• [DIRECTIONS FOR THIS TASK]: Rewrite every line of the records below as a Markdown table with two columns, Row and Line, numbering the rows in order and leaving out blank lines.

— start of AVAILABLE DATA —

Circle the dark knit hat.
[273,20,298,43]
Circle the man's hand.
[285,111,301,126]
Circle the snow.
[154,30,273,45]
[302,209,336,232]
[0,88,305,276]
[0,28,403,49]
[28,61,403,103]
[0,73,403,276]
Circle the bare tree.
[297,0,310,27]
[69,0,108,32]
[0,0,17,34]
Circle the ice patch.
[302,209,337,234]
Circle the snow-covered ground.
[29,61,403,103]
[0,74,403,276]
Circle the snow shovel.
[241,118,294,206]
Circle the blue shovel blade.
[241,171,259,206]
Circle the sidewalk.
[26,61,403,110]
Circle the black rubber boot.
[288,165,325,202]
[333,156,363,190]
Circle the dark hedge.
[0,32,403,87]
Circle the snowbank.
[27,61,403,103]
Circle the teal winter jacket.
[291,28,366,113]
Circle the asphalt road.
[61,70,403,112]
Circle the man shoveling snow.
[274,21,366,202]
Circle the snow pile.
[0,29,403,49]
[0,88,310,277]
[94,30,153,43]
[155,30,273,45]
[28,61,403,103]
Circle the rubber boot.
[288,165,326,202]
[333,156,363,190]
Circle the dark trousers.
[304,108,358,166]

— end of AVAILABLE DATA —

• [FINAL RESULT]:
| Row | Line |
|---|---|
| 1 | Circle the dark knit hat. |
| 2 | [273,20,298,43] |
| 3 | Circle the man's hand. |
| 4 | [285,111,301,126] |
| 5 | Circle the snow. |
| 6 | [154,30,273,45] |
| 7 | [302,209,336,232] |
| 8 | [0,88,305,276] |
| 9 | [0,28,403,49] |
| 10 | [28,61,403,103] |
| 11 | [0,73,403,276] |
| 12 | Circle the bare tree. |
| 13 | [297,0,310,27] |
| 14 | [69,0,108,32] |
| 15 | [0,0,17,34] |
| 16 | Circle the ice patch. |
| 17 | [302,209,337,234] |
| 18 | Circle the snow-covered ground. |
| 19 | [29,61,403,103] |
| 20 | [0,74,403,276] |
| 21 | Circle the snow shovel. |
| 22 | [241,118,294,206] |
| 23 | Circle the blue shovel blade. |
| 24 | [241,171,259,206] |
| 25 | Circle the sidewalk. |
| 26 | [26,61,403,110] |
| 27 | Circle the black rubber boot. |
| 28 | [288,165,325,202] |
| 29 | [333,156,363,190] |
| 30 | Circle the dark hedge. |
| 31 | [0,32,403,87] |
| 32 | Circle the snowbank. |
| 33 | [27,61,403,103] |
| 34 | Circle the teal winter jacket. |
| 35 | [291,28,366,113] |
| 36 | Circle the asphalt road. |
| 37 | [61,70,403,112] |
| 38 | Circle the man shoveling snow. |
| 39 | [274,21,366,202] |
| 40 | Circle the snow pile. |
| 41 | [0,29,403,49] |
| 42 | [0,88,310,277] |
| 43 | [94,30,153,43] |
| 44 | [155,30,273,45] |
| 45 | [28,61,403,103] |
| 46 | Circle the rubber boot. |
| 47 | [288,165,326,202] |
| 48 | [333,156,363,190] |
| 49 | Circle the dark trousers. |
| 50 | [304,108,358,166] |